Given problem
Copy out the lines from the one containing "Where can you spot the woman's right" to the one containing "column 395, row 640", inclusive, character for character.

Supplied records
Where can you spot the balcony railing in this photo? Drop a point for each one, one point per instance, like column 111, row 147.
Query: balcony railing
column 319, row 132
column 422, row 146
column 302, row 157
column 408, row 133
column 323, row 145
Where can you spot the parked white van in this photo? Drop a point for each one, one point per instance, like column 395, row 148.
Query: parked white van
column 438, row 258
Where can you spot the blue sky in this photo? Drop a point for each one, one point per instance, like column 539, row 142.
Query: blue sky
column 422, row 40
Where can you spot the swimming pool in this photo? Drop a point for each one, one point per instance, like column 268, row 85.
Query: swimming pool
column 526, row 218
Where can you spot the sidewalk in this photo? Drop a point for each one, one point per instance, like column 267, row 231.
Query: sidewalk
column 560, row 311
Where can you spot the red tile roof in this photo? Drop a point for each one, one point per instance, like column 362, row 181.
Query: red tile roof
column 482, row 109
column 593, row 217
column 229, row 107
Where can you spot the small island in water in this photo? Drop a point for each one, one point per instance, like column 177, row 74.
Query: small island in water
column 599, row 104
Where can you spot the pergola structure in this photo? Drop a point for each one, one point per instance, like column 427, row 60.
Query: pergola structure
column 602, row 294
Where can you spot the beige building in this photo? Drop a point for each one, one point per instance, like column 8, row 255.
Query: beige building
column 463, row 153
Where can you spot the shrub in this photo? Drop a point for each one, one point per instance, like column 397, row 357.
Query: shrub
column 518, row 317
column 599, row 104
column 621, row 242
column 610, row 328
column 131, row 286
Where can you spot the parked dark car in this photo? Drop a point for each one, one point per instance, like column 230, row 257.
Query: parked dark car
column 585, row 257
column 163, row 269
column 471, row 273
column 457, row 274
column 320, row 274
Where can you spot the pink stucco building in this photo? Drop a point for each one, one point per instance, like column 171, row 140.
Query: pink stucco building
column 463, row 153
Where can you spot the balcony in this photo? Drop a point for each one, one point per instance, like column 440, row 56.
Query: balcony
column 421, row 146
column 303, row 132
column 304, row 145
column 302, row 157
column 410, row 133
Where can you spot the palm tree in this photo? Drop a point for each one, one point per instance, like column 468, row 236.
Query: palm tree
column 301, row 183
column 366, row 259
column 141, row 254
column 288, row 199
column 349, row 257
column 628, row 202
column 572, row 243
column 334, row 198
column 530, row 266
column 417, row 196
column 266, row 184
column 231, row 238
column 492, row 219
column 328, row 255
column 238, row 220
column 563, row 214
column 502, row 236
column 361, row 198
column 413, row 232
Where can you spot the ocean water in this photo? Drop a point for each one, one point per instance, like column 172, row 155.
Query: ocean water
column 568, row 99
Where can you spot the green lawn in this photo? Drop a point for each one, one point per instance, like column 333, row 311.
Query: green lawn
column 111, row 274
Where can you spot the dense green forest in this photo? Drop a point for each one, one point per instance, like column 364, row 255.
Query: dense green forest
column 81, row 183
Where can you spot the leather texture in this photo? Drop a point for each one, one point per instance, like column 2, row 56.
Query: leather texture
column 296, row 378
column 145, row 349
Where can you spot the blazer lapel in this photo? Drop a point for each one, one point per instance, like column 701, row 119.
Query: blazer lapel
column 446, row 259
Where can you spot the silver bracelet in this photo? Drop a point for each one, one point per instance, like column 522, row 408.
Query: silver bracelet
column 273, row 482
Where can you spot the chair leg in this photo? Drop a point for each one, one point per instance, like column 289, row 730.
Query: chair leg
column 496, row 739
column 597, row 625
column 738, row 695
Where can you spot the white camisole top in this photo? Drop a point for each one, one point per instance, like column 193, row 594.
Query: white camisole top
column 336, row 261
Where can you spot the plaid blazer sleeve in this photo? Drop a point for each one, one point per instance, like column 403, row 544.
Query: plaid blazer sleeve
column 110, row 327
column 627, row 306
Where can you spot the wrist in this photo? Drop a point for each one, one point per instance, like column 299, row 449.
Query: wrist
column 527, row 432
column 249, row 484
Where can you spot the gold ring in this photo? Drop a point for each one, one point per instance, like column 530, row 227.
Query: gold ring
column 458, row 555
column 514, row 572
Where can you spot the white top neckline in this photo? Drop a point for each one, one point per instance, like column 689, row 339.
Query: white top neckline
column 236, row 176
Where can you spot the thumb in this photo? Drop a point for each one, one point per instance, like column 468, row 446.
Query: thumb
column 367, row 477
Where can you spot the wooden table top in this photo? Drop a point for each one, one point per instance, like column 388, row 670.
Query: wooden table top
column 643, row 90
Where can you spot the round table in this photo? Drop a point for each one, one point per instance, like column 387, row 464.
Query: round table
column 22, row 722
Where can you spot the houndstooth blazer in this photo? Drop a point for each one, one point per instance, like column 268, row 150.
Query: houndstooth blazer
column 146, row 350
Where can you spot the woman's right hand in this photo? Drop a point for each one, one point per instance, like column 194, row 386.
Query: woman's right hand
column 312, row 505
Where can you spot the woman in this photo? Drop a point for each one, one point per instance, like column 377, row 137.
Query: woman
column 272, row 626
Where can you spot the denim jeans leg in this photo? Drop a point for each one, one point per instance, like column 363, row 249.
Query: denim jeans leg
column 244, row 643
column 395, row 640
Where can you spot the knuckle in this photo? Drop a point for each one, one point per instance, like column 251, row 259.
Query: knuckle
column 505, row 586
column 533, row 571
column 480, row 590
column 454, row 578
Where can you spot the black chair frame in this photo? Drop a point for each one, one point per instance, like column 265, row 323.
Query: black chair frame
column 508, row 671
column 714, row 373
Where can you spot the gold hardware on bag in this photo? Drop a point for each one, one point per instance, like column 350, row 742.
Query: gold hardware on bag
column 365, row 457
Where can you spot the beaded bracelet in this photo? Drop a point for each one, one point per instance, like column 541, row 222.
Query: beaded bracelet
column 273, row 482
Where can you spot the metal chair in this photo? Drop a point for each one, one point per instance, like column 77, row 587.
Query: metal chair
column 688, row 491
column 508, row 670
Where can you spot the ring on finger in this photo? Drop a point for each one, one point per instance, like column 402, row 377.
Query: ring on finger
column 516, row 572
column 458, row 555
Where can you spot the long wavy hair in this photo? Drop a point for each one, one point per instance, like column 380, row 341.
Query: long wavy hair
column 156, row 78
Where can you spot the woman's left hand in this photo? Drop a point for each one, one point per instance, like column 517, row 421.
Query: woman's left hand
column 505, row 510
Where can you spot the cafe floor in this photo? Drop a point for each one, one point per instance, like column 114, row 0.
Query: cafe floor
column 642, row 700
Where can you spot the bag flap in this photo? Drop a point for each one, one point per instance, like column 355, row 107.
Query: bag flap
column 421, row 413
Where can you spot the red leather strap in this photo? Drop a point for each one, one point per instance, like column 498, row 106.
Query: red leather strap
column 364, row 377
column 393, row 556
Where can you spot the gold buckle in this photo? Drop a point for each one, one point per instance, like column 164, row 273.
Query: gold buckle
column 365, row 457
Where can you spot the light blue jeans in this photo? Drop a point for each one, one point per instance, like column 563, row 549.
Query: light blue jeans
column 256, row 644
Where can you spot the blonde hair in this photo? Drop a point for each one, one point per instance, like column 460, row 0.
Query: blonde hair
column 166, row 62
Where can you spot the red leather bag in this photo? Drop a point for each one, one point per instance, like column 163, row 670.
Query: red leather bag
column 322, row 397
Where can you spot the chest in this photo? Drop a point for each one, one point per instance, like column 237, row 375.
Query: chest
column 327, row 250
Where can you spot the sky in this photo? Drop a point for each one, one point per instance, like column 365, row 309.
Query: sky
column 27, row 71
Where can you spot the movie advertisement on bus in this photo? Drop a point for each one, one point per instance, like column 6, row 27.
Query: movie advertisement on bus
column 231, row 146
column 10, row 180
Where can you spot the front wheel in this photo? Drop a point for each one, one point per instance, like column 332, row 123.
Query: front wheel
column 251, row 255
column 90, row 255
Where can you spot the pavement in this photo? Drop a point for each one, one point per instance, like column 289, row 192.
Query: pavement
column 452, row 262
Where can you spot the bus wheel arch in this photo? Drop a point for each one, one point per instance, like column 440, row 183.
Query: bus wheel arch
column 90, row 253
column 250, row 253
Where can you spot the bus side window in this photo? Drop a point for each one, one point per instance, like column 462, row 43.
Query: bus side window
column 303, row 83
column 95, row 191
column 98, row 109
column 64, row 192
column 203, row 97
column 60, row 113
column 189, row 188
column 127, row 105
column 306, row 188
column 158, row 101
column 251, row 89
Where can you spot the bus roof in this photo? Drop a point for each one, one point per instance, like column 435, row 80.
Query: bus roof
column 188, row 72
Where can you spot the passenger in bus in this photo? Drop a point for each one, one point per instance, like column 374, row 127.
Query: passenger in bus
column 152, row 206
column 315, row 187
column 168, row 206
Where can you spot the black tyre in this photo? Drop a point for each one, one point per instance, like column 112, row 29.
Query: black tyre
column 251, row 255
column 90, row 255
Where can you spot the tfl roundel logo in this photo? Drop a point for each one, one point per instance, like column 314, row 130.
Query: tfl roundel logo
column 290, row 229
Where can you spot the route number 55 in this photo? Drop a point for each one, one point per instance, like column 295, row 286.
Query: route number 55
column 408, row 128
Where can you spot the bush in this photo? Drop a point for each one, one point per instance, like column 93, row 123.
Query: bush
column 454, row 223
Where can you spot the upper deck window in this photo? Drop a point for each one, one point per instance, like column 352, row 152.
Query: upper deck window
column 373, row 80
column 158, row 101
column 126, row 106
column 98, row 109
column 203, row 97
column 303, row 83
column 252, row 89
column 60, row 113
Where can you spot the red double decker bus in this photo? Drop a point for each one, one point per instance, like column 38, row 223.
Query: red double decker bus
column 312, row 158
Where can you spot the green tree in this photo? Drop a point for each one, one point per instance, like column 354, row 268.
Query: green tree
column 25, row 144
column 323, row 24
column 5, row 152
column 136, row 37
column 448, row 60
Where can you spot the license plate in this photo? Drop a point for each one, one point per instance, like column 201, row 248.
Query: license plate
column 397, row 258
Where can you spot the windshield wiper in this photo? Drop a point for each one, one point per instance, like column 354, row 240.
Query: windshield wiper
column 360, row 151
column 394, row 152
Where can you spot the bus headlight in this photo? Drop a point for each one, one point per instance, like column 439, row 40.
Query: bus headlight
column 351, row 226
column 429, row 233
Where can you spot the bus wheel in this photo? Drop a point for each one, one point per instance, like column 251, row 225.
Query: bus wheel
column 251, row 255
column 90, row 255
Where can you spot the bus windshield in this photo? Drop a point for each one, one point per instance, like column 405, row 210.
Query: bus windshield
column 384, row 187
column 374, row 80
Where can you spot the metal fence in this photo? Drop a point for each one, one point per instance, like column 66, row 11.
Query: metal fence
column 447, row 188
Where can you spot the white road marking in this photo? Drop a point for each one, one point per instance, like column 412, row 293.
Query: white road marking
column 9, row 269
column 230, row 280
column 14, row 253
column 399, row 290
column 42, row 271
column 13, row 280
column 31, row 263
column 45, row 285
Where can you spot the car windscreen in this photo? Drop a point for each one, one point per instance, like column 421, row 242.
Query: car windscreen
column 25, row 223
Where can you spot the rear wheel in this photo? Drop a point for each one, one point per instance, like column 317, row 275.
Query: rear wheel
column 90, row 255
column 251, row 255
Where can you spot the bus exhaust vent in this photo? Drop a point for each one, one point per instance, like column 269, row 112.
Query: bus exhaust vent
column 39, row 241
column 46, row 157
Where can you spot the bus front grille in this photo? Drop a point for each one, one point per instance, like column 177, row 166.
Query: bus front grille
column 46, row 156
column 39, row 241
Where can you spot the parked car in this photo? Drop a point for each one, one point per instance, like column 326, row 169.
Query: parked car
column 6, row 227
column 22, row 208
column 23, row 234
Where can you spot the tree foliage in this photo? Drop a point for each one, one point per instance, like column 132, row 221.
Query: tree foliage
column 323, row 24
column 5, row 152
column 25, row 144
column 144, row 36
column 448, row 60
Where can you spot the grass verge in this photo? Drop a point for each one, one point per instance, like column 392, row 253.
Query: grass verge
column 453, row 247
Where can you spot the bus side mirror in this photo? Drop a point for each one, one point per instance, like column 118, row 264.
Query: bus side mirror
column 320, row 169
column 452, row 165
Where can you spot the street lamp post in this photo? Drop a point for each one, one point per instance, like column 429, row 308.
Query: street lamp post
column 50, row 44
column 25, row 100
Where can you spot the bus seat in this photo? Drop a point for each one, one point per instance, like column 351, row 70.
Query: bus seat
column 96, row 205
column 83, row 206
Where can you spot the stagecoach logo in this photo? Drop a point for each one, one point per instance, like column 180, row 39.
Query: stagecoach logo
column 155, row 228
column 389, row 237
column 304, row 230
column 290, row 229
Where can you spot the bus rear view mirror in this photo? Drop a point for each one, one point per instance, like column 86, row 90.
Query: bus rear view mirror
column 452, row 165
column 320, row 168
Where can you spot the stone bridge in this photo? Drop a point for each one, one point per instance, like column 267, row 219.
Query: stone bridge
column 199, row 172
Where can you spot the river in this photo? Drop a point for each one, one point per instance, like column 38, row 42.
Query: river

Solution
Where can you spot the woman's right hand in this photo? Drop a point for each one, one point per instance, like column 194, row 386.
Query: woman's right hand
column 312, row 505
Where can you spot the woman in this photo? Drop a point for each one, one point per instance, like column 377, row 137.
Query: woman
column 272, row 626
Where can you spot the denim jeans leg in this photo? Drop a point for each one, one point per instance, like column 363, row 249.
Query: denim jeans leg
column 244, row 643
column 395, row 640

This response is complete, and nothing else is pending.